• _Task brief_: Reproduce every one of the entries below word for word, omitting the pictures.

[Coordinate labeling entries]
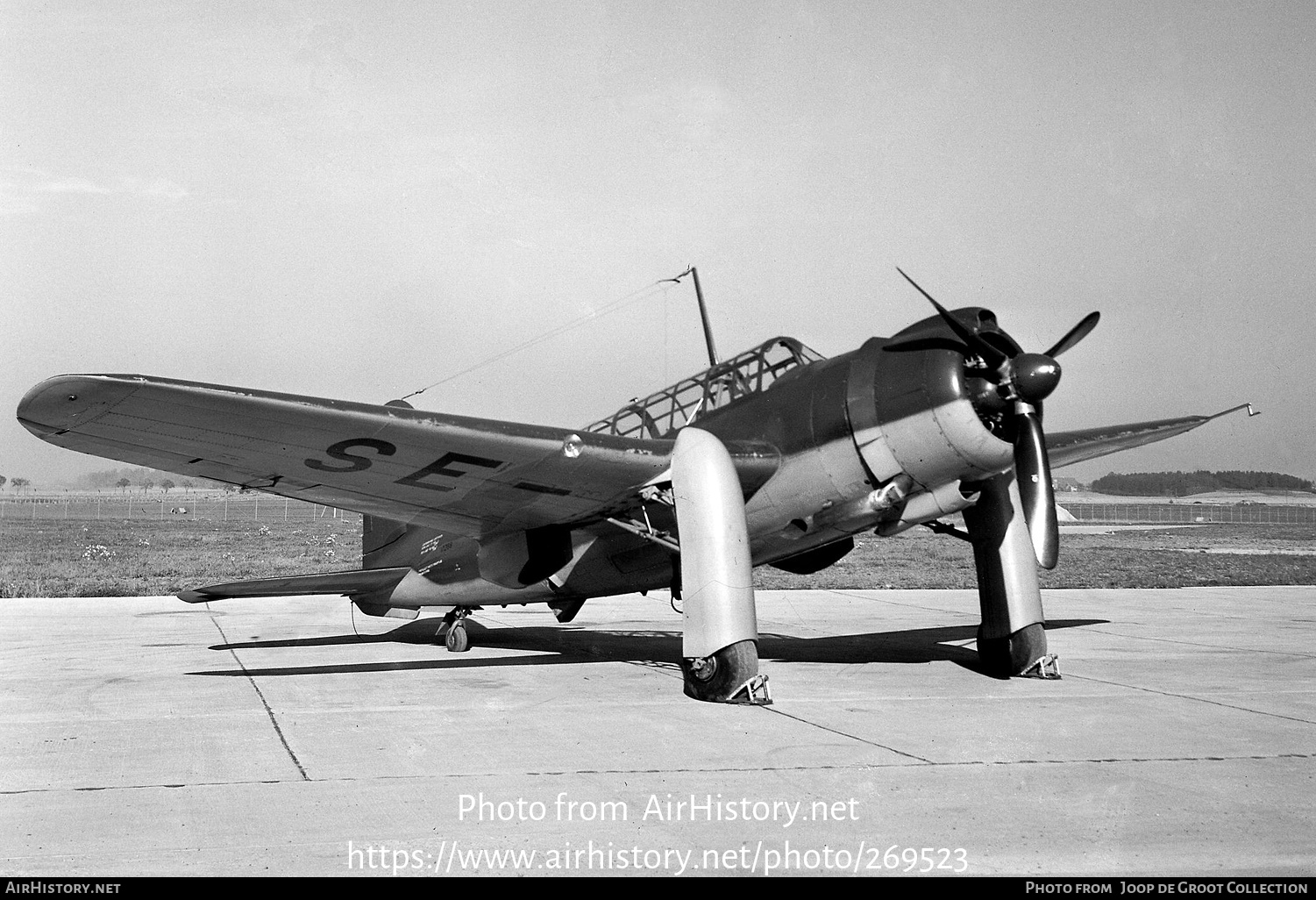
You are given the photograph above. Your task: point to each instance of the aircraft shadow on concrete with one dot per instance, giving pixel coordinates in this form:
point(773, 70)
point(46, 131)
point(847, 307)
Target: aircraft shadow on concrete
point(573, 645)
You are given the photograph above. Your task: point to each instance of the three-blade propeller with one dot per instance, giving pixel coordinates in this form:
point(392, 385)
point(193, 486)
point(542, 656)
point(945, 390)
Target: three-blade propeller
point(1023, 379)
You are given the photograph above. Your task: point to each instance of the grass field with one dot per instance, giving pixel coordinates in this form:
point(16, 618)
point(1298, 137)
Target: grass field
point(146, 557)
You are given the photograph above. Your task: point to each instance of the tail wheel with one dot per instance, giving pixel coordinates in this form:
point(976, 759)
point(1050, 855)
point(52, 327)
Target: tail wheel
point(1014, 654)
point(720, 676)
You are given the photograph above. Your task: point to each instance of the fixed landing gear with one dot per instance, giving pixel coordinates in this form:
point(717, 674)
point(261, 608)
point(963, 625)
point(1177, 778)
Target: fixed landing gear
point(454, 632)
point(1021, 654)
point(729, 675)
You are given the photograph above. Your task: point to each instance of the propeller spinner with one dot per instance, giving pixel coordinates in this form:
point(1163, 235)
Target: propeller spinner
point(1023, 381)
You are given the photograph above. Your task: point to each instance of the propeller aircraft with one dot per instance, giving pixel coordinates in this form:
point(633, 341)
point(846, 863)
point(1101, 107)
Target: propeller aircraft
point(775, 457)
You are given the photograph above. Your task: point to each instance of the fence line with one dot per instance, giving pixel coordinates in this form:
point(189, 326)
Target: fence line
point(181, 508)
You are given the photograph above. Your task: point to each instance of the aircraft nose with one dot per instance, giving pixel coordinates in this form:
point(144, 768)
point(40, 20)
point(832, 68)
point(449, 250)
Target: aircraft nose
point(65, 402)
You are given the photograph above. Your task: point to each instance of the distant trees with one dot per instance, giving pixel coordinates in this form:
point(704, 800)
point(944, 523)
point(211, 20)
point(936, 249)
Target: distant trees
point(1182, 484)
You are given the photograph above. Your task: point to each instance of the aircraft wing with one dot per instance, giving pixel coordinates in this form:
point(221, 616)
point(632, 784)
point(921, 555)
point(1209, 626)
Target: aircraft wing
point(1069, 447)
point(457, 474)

• _Final result_:
You are given the photograph above. Your task: point to each instance of the aircraft shadow on concrete with one dot per instance, giving pixel coordinates in this form:
point(773, 70)
point(46, 131)
point(847, 307)
Target: aircraft shadow on concrete
point(573, 645)
You are given the photograph above. Your task: point to each instance of the three-blade propeller with one dot per instance, giving pixel coordinates in this form:
point(392, 385)
point(193, 486)
point(542, 656)
point(945, 390)
Target: three-blade propeller
point(1023, 379)
You are given the photograph above. Your task: point to each instance of the grass field with one dot per instance, giving pixel coordinates in this form:
point(16, 618)
point(1298, 137)
Target: grass field
point(146, 557)
You are given the photograph above. Your task: point to each instance of the tail wheel with one dot per instance, giving pixel coordinates in this form:
point(976, 759)
point(1050, 855)
point(52, 327)
Target: tail wheel
point(1014, 654)
point(720, 676)
You are given the photograph above. Your task: point to each instance of the fixed landing gear with one dot per instance, giving pixel coordinates in this form:
point(717, 674)
point(261, 608)
point(963, 625)
point(1177, 778)
Target: fixed landing gear
point(454, 632)
point(1021, 654)
point(729, 675)
You are given the photograph above. Your task: point to each instance of the propeller spinner with one dot per instance, giving pixel coordinates in this form:
point(1163, 235)
Target: propeller spinner
point(1023, 381)
You are given the photograph above. Your task: point to each instance of the propeller aircraft with one dot per instance, giving pixel coordinates in this form:
point(633, 341)
point(846, 863)
point(1101, 107)
Target: propeller aircraft
point(775, 457)
You are given the photograph above. Your task: point to each instance of the fence line with one dot per instance, giving pixel coordinates in this form:
point(189, 326)
Target: fence line
point(181, 508)
You are given the photograph above. Your task: point to each instance of the aircraft nose with one dot per instance, giving pixel coordinates in this form:
point(144, 768)
point(40, 20)
point(832, 68)
point(449, 250)
Target: aircraft nose
point(65, 402)
You are given the photograph above. Your task: point to each instance of the distant trees with one dot per instance, giving pixel coordinates in this form:
point(704, 800)
point(944, 523)
point(211, 20)
point(936, 249)
Target: distant trees
point(1182, 484)
You are given the photograph above. Your task: point to each instance of the aircraft wing with one dot per instance, giving pixel coordinates in this form:
point(221, 616)
point(632, 784)
point(921, 555)
point(1209, 626)
Target: aircraft wing
point(1069, 447)
point(457, 474)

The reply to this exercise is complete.